--- start of Data supplied ---

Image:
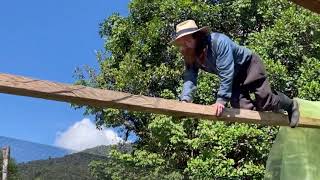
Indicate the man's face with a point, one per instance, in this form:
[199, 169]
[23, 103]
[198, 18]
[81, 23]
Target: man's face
[187, 45]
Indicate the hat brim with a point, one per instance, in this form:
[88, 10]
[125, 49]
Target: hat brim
[205, 29]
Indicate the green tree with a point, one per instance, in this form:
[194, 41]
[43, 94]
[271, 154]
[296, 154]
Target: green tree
[138, 59]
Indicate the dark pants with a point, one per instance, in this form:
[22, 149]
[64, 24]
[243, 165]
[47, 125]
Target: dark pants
[252, 78]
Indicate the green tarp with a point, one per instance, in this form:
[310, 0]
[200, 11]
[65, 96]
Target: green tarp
[295, 154]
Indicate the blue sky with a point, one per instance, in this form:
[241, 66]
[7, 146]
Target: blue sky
[47, 40]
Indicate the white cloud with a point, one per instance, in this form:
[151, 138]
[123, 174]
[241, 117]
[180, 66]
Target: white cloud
[83, 135]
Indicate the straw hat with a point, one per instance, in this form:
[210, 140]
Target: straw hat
[187, 27]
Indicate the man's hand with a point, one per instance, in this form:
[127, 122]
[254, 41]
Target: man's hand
[218, 108]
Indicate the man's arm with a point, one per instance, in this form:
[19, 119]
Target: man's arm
[190, 83]
[225, 67]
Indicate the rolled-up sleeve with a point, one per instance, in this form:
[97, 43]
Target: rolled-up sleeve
[225, 67]
[190, 83]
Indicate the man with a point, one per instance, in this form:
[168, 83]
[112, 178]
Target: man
[241, 72]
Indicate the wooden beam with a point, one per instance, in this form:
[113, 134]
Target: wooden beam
[18, 85]
[313, 5]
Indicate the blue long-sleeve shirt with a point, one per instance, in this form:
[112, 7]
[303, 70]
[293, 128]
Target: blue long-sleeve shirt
[224, 57]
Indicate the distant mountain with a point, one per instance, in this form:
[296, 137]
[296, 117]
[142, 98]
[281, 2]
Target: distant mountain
[24, 151]
[69, 167]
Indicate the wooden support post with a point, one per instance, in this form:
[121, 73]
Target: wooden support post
[19, 85]
[6, 157]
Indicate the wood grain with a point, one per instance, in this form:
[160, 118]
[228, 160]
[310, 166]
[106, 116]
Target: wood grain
[19, 85]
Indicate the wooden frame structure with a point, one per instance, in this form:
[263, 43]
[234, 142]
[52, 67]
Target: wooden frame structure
[19, 85]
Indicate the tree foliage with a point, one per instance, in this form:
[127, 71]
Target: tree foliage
[138, 59]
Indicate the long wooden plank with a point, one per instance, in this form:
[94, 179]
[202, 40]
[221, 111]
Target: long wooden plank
[313, 5]
[19, 85]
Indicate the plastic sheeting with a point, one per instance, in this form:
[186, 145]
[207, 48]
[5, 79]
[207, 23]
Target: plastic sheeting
[295, 154]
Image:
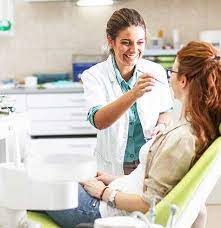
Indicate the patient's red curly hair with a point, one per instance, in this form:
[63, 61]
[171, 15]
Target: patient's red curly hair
[200, 63]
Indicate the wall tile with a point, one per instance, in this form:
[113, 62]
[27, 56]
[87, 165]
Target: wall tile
[47, 34]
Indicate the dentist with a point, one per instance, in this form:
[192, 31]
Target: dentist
[128, 98]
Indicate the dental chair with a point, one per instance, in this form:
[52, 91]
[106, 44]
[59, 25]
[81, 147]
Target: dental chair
[188, 195]
[193, 190]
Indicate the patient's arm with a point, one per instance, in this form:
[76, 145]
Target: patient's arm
[124, 201]
[105, 178]
[127, 202]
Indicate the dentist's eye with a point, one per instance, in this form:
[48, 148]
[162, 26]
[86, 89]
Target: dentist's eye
[140, 43]
[127, 43]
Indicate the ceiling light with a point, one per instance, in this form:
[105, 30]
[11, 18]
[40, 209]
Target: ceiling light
[94, 2]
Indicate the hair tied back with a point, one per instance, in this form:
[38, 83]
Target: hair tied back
[217, 57]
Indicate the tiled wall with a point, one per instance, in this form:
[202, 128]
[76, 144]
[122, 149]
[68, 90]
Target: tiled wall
[47, 34]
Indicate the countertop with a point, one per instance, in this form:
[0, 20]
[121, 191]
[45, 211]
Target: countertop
[75, 89]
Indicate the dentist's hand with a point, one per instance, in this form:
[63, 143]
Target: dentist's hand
[144, 84]
[105, 178]
[94, 187]
[160, 128]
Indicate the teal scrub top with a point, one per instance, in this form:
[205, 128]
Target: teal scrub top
[135, 139]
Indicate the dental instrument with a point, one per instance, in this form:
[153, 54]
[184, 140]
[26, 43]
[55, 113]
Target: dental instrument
[164, 83]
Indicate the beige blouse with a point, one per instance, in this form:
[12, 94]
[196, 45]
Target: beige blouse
[169, 159]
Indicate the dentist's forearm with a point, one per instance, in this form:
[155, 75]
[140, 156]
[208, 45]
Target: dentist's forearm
[164, 118]
[127, 202]
[110, 113]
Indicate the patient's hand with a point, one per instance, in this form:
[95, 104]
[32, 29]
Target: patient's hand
[105, 178]
[94, 187]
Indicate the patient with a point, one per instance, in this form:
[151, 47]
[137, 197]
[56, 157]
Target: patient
[196, 82]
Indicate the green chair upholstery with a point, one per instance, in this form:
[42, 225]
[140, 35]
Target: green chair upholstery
[42, 219]
[180, 195]
[184, 191]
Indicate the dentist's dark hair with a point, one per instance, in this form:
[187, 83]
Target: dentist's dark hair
[122, 19]
[200, 63]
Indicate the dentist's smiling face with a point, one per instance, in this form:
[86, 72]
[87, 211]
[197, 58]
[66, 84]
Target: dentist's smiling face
[128, 46]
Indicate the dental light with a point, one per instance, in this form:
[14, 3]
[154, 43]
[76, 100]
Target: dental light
[94, 2]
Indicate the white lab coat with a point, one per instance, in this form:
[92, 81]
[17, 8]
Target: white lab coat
[101, 88]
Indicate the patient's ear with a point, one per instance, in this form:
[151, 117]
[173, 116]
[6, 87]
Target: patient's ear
[183, 81]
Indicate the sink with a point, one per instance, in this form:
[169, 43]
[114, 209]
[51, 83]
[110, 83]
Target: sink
[61, 167]
[18, 191]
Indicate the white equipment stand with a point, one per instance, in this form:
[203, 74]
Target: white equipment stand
[47, 182]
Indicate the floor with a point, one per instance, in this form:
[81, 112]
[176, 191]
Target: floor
[214, 216]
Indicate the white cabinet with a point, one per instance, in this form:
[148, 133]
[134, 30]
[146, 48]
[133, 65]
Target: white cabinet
[58, 114]
[57, 122]
[60, 145]
[18, 101]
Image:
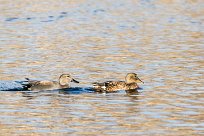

--- end of Data supplied ---

■ Written exercise: Scale the answer coordinates by 0.4, rounding to whole numbers with halves going up, and rewrite every line from the one containing "Indicate the dentist's dark" through the end of the entries, inclusive, requests included. Leave the pictures out of your answer.

■ Problem solution:
Indicate the dentist's dark hair with a point, one per instance, in this form:
[187, 83]
Target: dentist's dark hair
[49, 8]
[80, 25]
Indicate the dentist's smiling face with a point, one per instance, in this form:
[86, 72]
[87, 211]
[197, 58]
[66, 84]
Target: dentist's smiling face
[51, 18]
Indicate the dental light with a point, one per instance, in this form:
[14, 3]
[154, 43]
[76, 100]
Target: dental light
[38, 1]
Indicate the white lab coat with a point, one per instance, in this form:
[92, 81]
[17, 8]
Target: white lab coat
[40, 35]
Indicate the patient's ear with a point, one per instance, in this form:
[151, 117]
[173, 116]
[6, 87]
Target: patient's ear
[73, 32]
Indicate the sink with a point, one per instance, in this form:
[169, 43]
[114, 209]
[51, 83]
[110, 83]
Target: sink
[24, 67]
[7, 76]
Indicate the white equipment stand with a point, one per instance, in this form:
[203, 74]
Target: white equipment stand
[19, 73]
Indicate the floor with a point, one per instance, in this form:
[81, 112]
[176, 191]
Target: floor
[86, 86]
Indicate the white cabinet with a point, one per instance, in this form:
[148, 133]
[134, 30]
[146, 48]
[133, 65]
Target: white cabinet
[23, 46]
[23, 49]
[24, 58]
[7, 40]
Image:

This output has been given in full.